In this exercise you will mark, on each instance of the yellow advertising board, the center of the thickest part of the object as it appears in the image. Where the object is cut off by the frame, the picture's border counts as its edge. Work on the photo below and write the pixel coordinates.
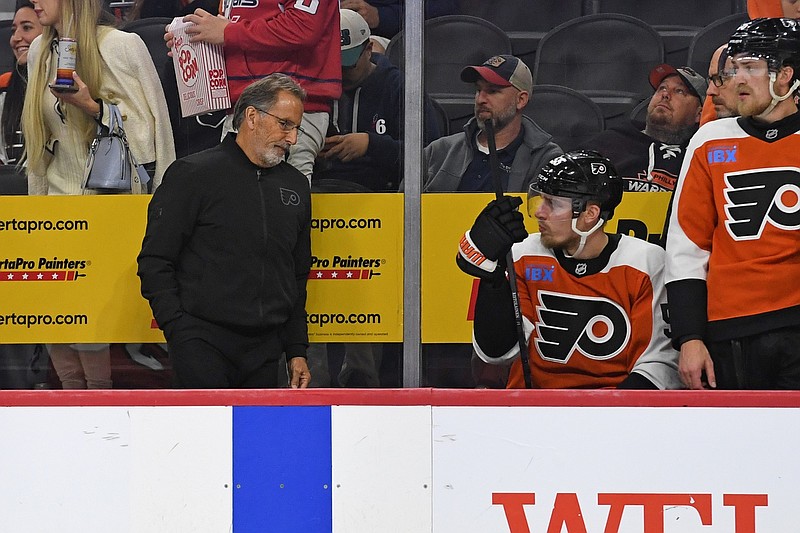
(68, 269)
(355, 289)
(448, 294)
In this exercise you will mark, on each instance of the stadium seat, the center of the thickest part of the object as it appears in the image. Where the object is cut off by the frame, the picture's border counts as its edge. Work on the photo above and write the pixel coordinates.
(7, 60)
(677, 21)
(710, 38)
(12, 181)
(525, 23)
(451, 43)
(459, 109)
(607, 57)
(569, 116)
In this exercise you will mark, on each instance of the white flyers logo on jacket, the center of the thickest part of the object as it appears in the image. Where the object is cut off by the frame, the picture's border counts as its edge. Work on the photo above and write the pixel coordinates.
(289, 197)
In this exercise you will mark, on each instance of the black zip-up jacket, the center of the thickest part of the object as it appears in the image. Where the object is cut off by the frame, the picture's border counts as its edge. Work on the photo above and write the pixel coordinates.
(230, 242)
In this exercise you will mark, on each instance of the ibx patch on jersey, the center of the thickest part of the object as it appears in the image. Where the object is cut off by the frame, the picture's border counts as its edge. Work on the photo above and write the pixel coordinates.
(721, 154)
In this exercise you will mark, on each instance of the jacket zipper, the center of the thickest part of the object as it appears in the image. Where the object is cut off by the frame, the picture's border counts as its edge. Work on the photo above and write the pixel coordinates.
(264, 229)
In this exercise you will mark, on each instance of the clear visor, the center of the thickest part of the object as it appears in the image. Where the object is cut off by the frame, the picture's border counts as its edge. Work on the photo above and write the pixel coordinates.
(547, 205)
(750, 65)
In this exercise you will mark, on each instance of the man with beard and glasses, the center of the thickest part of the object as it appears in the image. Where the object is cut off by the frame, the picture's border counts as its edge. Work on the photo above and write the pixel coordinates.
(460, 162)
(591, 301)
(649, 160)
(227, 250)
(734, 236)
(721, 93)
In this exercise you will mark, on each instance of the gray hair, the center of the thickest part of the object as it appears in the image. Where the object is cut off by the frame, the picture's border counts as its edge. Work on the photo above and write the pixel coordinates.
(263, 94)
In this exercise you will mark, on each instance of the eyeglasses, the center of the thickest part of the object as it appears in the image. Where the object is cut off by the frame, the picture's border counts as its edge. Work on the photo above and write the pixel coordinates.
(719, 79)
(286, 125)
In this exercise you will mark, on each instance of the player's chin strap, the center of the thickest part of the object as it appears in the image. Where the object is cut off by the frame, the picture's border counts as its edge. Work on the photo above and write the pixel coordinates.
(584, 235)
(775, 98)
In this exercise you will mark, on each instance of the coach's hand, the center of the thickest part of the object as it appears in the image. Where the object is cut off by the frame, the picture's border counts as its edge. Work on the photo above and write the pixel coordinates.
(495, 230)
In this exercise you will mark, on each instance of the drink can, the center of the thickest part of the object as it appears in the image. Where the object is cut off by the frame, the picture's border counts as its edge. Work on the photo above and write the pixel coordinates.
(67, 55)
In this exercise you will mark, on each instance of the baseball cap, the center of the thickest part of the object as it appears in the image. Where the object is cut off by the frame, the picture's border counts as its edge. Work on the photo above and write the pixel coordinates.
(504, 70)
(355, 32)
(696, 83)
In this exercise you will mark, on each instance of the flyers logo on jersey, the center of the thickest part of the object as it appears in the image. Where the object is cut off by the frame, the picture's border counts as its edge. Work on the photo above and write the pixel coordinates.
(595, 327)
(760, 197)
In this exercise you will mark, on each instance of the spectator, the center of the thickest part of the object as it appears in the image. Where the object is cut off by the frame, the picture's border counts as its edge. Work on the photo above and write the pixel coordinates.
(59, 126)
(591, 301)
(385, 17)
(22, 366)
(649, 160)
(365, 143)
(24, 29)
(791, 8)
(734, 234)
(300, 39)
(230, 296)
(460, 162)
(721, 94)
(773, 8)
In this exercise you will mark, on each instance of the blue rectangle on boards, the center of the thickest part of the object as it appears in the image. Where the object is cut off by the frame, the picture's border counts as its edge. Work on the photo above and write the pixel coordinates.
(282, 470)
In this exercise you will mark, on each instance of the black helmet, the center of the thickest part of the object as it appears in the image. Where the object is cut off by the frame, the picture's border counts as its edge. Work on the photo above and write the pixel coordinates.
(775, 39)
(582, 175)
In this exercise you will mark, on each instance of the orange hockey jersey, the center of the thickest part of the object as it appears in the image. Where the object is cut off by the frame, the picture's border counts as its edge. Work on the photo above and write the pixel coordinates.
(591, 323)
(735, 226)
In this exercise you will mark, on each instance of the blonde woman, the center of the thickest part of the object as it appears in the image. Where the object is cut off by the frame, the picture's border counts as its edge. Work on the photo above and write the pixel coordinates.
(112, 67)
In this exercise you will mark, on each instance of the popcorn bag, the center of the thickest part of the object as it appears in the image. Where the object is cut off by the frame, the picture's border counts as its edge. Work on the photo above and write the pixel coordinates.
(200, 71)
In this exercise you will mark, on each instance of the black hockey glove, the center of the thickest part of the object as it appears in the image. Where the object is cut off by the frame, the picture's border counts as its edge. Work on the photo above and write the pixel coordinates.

☆ ☆ ☆ ☆ ☆ ☆ ☆

Reproduce every entry word for word, but skip any pictures.

• [Output of the task]:
In this exercise you will mark, on each instance of the yellow advertising board, the center of the thickest part of the object as it appears in the image. Where the object is cut off by the frame, the picture's border counts as its edge. Work on the photo below and write the pixel coordinates.
(68, 269)
(355, 289)
(448, 294)
In this exercise you will mark, on each instance of the stadium seat, the center of the thickest part of the object as it appears in the image. Where the object is cut off by the frame, the picture's border counts as its edge. Work on the photo above and write the pixel coordinates.
(7, 60)
(677, 21)
(710, 38)
(12, 181)
(525, 23)
(451, 43)
(459, 109)
(607, 57)
(569, 116)
In this exercise you will mark, on each instance of the white flyers logo on jacket, the center of the thickest part of the object as it appears in the image. Where the object is cut off by the frame, the picture's border counts as its edge. Work on the photo above and write the pixel coordinates.
(289, 197)
In this exercise you will mark, on each instance of the black zip-up jacket, the center of the thickest part of the object as it appears in the image. Where the object is cut off by the frame, the picture's border counts as its edge. Work on the photo above and write the pixel coordinates.
(230, 242)
In this exercise you will mark, on each instance of the ibx patch on jersey, the center of the thickest part of the object as it appears in the image. Where the object is cut off by the frame, the picture's border counts as its edge. Work on the photo above and write the pixel coordinates.
(721, 154)
In this exercise you will mark, on each instance of the jacket zipper, the center of the thickest part of the object as it appears in the image. Where the object is cut off by the frame, the picture's border counts as its edge. Work on the photo above and write the pixel coordinates.
(264, 229)
In this exercise you will mark, on each instance of the clear visor, the center of the thickest part of the object as it appears in the image. Where the object is cut off by the frame, the picture's border counts as its edge. Work on the photo above and write the pixel coordinates.
(547, 205)
(750, 65)
In this exercise you will mark, on each instance of the man with beard and glasses, the center of the thickest part of the object as it appears in the image. Where the object is cut off by the frame, the picture's border counts as its edge. Work on the photo above and write the pixel coordinates.
(460, 162)
(591, 301)
(649, 160)
(227, 250)
(734, 236)
(721, 93)
In this exercise you will mark, on each instance of the gray hair, the center of the thickest part of the object as it appears in the image. Where the object is cut off by the frame, the picture's border counts as its edge. Work on the photo above and write the pixel coordinates.
(263, 94)
In this exercise you will mark, on each instance of the eyeglasses, the center of the thickest part of the object as it appears in the image. Where the object is cut off by the frame, the picture's border counts as its edge. Work on the photo above and write the pixel coordinates.
(719, 79)
(286, 125)
In this exercise you will mark, on each instance of the player's chin strap, the center of the thickest part of the object as it appears in the image. Where the object is cut off by the frame, the picture's border counts as its edge. Work on the photo above and write the pixel coordinates.
(584, 235)
(775, 98)
In this exercise you will mark, on each instance of the coach's hand, the center of the thickest part of the object as it appears in the image. Where the object is cut off by the frame, the picture's border counts as its edge. Work on the photo above and write the pixel coordinates.
(495, 230)
In this exercise you will mark, on each instance of the drink can, the center of the thickest part of the object as it appears in the image. Where the object is cut off by the frame, the picture's border counts as its edge. Work on the photo above and write the pixel coordinates.
(67, 55)
In this exercise you will mark, on each instance of the baseball cap, the center of the thickest part of the object as it appears in the image. Where the object is cut off by the frame, the picture's border counts as its edge. Work on the photo above and write the pixel coordinates.
(504, 70)
(355, 32)
(696, 83)
In this exercise you will mark, on each instance of the flyers logo on jersey, the center of the thickest part of the object as it appears in the image. Where the object is cut off by the frame, the picture's border counts as its edge. Work on the photo above and write the pixel coordinates.
(595, 327)
(760, 197)
In this exercise you will mark, on each instance of the spectator, the center of the thickest part of the object as it appears in the image. Where the object is cut off by the frame, the picture's border counts as its edge. Work on the photo above and write the pixel coordinates.
(59, 126)
(591, 301)
(385, 17)
(22, 366)
(649, 160)
(365, 143)
(24, 29)
(791, 8)
(734, 234)
(300, 39)
(230, 296)
(460, 162)
(721, 94)
(773, 8)
In this exercise you will mark, on each instance of the blue rectangle on boards, the center of the thickest part of the object as it appears in the image. Where the object is cut off by the frame, the picture's border counts as its edge. Work on the photo above and write the pixel coordinates.
(282, 470)
In this exercise you will mark, on each instance of the black helmet, the center of the thickest part of the object as it appears in the image. Where the object is cut off by the frame, the picture's border counts as its edge. Work on the photo above and write the pixel coordinates.
(775, 39)
(582, 175)
In this exercise you will mark, on each instance of the orange hockey jersey, the center of the thickest part of the object as it appears in the image. Where the object is cut off by the frame, the picture's border counts as its edge. Work on the photo above and write the pixel coordinates.
(591, 323)
(735, 226)
In this exercise you will mark, on each instance of the blonde woman, the center of the thickest part of the object as it appears in the image. Where the object is cut off by the frame, the picture's border counts as its edge. Work on the photo above and write the pixel coordinates.
(112, 67)
In this exercise you will mark, on each instance of the popcorn bag, the center of the thickest part of the object as it appears in the image. Where the object is cut off by the frame, the picture's border counts as its edge. Work on the photo above and write the pixel coordinates.
(200, 71)
In this exercise you will mark, on each instance of the black hockey glove, the center of the thickest part of the object as it appears in the image. Where the object is cut off by the frame, the picture's border counts as its edge. Work on the photo above and write the pixel coordinates.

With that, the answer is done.